- **Exercise instructions**:
Reproduce the listing word for word, starting at the line that contains "Task: mark each instance of the ice" and ending at the line that contains "Target: cabinet drawer", with both of those lines included.

--- START OF Record set ---

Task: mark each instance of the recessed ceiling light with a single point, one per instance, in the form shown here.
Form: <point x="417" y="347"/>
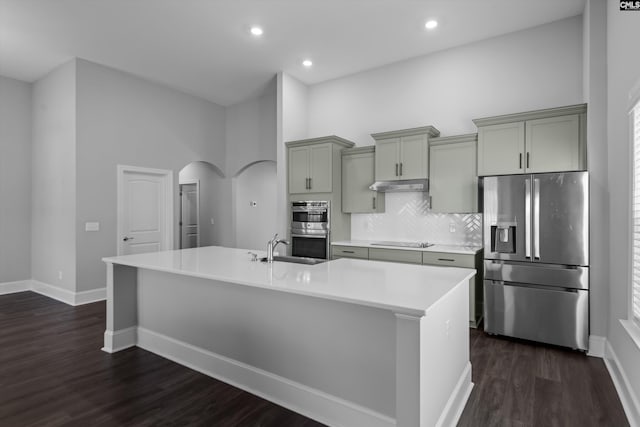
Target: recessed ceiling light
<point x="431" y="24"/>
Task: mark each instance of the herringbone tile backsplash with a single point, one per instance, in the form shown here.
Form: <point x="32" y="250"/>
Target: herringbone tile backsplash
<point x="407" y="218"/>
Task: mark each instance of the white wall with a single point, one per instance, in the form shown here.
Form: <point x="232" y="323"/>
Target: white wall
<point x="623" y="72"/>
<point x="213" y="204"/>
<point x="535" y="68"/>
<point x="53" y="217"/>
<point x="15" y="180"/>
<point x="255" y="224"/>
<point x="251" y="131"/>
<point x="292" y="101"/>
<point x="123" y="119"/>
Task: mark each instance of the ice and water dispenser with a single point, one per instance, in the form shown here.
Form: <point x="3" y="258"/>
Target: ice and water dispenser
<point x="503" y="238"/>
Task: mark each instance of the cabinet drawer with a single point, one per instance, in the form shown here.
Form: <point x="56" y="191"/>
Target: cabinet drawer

--- END OF Record set ---
--- START OF Record set ---

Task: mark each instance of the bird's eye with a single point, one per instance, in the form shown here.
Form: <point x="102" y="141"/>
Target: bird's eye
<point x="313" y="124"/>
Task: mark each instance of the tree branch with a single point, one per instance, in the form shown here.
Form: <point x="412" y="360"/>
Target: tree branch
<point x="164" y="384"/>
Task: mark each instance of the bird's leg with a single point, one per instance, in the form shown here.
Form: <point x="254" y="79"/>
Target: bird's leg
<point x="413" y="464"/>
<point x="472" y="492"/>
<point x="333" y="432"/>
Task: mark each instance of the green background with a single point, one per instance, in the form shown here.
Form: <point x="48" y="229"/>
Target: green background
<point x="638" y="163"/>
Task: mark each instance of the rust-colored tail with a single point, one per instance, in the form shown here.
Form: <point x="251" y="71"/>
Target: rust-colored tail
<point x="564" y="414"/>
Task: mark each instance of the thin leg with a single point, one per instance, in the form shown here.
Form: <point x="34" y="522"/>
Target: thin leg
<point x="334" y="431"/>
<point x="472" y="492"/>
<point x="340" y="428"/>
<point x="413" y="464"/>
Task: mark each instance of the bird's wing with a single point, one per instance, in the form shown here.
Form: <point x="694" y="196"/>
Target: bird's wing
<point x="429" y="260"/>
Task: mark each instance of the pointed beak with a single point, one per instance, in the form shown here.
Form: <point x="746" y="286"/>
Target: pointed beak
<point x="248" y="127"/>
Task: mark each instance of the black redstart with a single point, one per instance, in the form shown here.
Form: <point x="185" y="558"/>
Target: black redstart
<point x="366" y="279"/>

--- END OF Record set ---

- **Exercise output**:
Task: mark each instance of the ice and water dispenser with a single point, one per instance, in the form shown here.
Form: <point x="3" y="258"/>
Target: ice and water dispenser
<point x="503" y="238"/>
Task: mark each instance of the cabinet drawer with a single point, one per instance, in the form shown here.
Form: <point x="56" y="191"/>
Target: cabinet drawer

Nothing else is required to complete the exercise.